Copy the records below word for word, leaving out the pictures.

■ Entries ■
▽

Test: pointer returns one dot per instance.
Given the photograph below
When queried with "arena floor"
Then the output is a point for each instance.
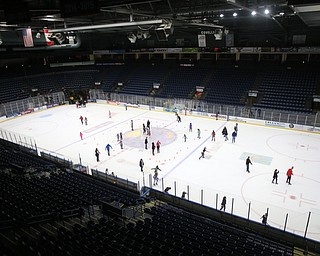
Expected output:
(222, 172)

△

■ The completed task ■
Test: pointer returns one dot per instance.
Given the photograph below
When queried with "arena floor"
Then the output is a point for each instance.
Expected output:
(222, 172)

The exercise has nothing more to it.